▶ _Problem statement_:
In the listing below, please print the line that contains "Confirm that each instance of the wet" and every line that follows it, exactly.

▶ _Object pointing dataset rows_:

___

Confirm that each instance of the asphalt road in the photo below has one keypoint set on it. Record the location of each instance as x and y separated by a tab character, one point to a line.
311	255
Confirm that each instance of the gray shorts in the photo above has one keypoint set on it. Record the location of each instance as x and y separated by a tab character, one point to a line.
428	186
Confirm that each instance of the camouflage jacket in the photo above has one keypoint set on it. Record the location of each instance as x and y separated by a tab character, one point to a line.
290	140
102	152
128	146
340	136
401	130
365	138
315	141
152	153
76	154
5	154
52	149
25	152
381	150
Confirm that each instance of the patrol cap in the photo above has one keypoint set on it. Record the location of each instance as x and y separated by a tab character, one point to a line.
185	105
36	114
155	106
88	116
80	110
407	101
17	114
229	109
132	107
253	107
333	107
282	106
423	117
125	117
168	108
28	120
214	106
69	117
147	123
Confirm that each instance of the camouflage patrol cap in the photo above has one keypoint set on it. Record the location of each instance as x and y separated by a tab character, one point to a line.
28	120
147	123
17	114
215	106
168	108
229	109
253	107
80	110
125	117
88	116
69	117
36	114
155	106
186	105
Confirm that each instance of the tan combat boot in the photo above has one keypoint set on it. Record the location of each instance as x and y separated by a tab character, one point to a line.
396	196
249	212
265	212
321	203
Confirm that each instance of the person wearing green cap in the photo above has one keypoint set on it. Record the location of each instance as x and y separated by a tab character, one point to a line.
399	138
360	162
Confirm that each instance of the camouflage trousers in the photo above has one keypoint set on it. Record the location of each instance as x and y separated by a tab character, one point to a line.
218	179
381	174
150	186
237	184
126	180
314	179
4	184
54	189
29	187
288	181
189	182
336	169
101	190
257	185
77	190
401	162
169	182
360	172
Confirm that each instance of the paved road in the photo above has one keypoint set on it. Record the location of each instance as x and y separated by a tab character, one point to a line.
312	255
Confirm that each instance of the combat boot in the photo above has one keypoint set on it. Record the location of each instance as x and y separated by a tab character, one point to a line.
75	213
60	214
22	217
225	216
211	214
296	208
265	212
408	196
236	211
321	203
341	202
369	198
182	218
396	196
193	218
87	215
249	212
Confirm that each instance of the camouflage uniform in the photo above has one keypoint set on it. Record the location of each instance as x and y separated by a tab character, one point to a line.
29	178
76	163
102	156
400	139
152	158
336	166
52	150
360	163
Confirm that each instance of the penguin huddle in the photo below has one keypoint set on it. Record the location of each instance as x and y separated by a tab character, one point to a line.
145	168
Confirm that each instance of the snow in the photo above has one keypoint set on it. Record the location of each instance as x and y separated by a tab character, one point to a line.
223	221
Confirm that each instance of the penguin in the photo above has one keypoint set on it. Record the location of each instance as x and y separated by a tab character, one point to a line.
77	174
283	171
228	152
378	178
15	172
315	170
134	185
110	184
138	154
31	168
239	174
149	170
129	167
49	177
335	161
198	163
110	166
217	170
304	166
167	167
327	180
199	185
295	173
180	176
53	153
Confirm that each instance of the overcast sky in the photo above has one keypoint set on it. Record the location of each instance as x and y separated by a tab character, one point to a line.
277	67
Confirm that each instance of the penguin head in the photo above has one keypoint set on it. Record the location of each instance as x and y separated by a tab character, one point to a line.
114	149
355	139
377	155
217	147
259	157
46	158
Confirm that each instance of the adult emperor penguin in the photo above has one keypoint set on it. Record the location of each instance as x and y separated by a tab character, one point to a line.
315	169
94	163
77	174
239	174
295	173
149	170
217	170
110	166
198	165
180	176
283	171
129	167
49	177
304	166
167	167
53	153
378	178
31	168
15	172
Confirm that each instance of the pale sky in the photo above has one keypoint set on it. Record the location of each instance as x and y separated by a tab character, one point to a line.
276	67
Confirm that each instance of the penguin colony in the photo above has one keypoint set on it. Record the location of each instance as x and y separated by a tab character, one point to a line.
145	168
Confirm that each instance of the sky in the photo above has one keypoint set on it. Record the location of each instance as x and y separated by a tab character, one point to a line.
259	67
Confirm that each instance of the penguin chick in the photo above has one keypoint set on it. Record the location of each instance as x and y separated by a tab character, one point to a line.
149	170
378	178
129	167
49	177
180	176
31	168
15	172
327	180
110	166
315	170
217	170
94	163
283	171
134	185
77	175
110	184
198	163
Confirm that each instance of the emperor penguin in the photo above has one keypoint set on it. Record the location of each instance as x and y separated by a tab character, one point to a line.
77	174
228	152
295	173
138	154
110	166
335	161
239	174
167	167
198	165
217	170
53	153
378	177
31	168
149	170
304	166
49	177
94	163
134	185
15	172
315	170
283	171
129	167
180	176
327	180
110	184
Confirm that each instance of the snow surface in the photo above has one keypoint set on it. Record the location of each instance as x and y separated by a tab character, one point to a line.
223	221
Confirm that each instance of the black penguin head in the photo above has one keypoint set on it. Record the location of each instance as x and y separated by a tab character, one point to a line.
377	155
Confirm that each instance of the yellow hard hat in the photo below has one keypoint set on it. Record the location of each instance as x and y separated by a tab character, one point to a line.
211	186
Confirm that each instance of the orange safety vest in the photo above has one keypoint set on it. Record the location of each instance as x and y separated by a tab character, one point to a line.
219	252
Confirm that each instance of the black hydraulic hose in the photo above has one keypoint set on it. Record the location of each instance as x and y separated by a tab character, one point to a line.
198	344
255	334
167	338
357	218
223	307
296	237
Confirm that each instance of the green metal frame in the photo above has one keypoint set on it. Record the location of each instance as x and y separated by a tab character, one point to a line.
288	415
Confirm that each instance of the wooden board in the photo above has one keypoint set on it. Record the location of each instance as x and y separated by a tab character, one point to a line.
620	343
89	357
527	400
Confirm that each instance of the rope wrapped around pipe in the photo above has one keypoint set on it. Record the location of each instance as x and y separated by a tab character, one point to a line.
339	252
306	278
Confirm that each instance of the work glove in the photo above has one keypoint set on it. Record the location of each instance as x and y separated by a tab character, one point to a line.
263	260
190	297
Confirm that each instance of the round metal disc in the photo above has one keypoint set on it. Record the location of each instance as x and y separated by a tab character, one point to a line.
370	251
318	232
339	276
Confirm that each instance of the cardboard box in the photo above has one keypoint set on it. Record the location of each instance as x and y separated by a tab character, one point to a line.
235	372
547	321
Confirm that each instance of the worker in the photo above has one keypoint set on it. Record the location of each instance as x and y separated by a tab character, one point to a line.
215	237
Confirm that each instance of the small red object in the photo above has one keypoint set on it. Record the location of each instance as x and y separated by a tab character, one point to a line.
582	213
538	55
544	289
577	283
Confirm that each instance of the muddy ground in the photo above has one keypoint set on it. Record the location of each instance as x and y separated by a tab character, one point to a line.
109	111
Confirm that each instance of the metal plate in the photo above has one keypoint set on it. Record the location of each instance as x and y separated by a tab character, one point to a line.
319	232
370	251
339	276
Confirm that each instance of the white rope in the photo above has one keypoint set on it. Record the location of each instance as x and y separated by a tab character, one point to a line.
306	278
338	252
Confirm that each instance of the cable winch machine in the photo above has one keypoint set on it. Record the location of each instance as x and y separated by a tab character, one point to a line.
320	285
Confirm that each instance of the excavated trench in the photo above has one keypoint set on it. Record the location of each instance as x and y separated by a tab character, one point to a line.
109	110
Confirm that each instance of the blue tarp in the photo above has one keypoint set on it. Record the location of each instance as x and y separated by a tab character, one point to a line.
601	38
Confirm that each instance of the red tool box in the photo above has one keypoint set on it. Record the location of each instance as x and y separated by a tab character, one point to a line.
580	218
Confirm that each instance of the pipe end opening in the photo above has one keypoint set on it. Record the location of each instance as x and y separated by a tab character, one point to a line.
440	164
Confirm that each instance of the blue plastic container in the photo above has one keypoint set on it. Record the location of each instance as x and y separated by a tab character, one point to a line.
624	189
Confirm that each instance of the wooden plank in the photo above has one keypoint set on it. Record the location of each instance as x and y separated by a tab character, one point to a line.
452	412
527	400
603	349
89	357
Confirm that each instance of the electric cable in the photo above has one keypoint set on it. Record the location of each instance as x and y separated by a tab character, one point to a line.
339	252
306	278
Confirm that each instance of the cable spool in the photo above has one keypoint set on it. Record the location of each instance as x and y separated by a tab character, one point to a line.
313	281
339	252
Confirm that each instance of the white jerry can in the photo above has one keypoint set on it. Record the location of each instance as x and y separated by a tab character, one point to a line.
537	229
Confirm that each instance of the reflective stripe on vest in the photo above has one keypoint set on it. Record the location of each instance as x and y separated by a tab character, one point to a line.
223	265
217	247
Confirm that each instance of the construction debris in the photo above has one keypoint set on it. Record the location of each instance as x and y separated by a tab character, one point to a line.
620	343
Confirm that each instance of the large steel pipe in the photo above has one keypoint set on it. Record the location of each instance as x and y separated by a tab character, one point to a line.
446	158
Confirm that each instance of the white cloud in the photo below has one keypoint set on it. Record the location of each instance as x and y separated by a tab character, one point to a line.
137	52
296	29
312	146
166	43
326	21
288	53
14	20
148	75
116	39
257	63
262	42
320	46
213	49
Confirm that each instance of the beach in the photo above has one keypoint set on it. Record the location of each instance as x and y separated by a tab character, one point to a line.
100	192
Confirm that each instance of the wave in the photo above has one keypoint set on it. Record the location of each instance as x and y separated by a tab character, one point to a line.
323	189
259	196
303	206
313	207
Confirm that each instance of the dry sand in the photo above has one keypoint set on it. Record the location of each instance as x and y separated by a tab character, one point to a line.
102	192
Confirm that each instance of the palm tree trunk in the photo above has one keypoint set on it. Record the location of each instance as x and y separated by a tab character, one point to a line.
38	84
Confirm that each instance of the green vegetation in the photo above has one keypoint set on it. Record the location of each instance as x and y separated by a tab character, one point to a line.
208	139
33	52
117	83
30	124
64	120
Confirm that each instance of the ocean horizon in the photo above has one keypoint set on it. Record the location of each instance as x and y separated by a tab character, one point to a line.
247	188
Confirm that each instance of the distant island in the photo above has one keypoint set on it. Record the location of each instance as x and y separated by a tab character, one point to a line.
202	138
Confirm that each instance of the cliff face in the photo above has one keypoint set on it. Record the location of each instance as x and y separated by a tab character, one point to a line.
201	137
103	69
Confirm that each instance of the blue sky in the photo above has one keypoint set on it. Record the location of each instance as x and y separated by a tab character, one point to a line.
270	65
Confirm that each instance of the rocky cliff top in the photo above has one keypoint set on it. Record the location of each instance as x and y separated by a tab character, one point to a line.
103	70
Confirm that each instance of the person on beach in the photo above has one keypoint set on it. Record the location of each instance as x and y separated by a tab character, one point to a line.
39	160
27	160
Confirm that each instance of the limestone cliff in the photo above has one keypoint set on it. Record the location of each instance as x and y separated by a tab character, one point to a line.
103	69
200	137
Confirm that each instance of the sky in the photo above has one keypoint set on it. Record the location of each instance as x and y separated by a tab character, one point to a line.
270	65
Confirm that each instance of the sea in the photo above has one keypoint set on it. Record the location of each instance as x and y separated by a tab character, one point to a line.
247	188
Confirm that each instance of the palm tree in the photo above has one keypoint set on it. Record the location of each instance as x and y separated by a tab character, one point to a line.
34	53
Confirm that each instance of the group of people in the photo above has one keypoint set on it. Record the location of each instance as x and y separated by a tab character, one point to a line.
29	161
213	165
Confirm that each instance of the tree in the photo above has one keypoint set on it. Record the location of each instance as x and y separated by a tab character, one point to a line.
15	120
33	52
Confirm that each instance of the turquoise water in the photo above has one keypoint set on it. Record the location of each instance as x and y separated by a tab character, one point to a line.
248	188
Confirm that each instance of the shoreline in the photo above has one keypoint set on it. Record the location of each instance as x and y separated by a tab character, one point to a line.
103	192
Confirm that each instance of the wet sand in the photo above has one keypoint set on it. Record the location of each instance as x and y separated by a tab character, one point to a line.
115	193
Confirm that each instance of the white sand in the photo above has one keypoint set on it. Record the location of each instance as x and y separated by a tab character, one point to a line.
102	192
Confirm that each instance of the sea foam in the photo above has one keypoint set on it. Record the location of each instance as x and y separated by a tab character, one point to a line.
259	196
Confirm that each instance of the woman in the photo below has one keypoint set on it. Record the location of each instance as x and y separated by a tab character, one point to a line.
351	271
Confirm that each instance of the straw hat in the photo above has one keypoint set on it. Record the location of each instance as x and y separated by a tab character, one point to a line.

___

▶ _Answer for this exercise_:
Confirm that each instance of the wet sand in the photo above has one keypoint set on it. Record the location of each instance as x and y separated by a tab character, one point to a line.
115	193
Confirm that each instance of the white sand in the photo above has one keypoint set on it. Record the location of each instance as x and y separated by a tab character, one point to a line.
102	192
Confirm that each instance of the sea foam in the photo above has one keypoint set on it. Record the location of each instance as x and y separated by a tab character, one point to a line.
259	196
Confirm that each instance of the woman in the photo below has one keypoint set on it. Record the location of each instance as x and y separated by a tab character, one point to a line.
351	271
Confirm that each instance of the straw hat in the photo above has one keypoint set on it. Record the location of each instance as x and y separated by a tab character, one point to a line.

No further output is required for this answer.